Trecho para leitura |
------------------------------
No mundo da natureza ocorrem mudanças em conseqüência
da lei universal do movimento (ação + extensão + duração). As mutações físicas,
químicas e biológicas obedecem a leis imutáveis cuja existência é um postulado
da ciência, como adverte Norbert Wiener, cientista do século XX (Cibernética e Sociedade. São Paulo,
Cultrix, 1968, p. 189/190). Mutável é a base sobre a qual operam leis
imutáveis. Tudo flui segundo determinações e regularidades da natureza que, captadas
pela mente humana, receberam o nome de “leis” por operação analógica com a
legalidade social. Sucedem-se as estações do ano, as fases da lua, as marés,
mas há o retorno cíclico. No curso de milhões de anos a configuração geológica
do planeta, o clima e a constituição dos seres da natureza sofreram mutações. A
vida animal evoluiu do simples ao complexo até chegar ao organismo humano. Cada
ser vivo passa por mudanças do nascimento à morte. No ritmo da natureza e da
história o ser humano mudou física e mentalmente. No âmbito das partículas há
movimentos que parecem escapar das regularidades do macrocosmo e que deixam os
cientistas atônitos. Nesse microcosmo a ciência identifica várias dimensões e
deslocamentos aparentemente caóticos.
------------------------------
Tarefa a realizar | Por favor, transcreva na íntegra, sem alterar uma palavra, o trecho acima sobre as mudanças na natureza.

Informações fornecidas |
------------------------------
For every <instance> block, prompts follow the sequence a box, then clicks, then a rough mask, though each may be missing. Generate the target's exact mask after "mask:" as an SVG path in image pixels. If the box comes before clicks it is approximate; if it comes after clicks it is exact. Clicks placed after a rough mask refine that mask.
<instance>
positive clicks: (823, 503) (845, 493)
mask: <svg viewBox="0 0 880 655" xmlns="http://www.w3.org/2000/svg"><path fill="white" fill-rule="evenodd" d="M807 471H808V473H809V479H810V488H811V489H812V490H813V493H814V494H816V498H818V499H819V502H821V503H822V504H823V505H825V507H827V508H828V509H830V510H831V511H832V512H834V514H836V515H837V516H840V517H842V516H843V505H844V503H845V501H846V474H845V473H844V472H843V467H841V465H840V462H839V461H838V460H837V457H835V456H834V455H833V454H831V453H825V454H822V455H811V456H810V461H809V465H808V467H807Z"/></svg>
------------------------------
Resposta esperada |
No mundo da natureza ocorrem mudanças em conseqüência
da lei universal do movimento (ação + extensão + duração). As mutações físicas,
químicas e biológicas obedecem a leis imutáveis cuja existência é um postulado
da ciência, como adverte Norbert Wiener, cientista do século XX (Cibernética e Sociedade. São Paulo,
Cultrix, 1968, p. 189/190). Mutável é a base sobre a qual operam leis
imutáveis. Tudo flui segundo determinações e regularidades da natureza que, captadas
pela mente humana, receberam o nome de “leis” por operação analógica com a
legalidade social. Sucedem-se as estações do ano, as fases da lua, as marés,
mas há o retorno cíclico. No curso de milhões de anos a configuração geológica
do planeta, o clima e a constituição dos seres da natureza sofreram mutações. A
vida animal evoluiu do simples ao complexo até chegar ao organismo humano. Cada
ser vivo passa por mudanças do nascimento à morte. No ritmo da natureza e da
história o ser humano mudou física e mentalmente. No âmbito das partículas há
movimentos que parecem escapar das regularidades do macrocosmo e que deixam os
cientistas atônitos. Nesse microcosmo a ciência identifica várias dimensões e
deslocamentos aparentemente caóticos.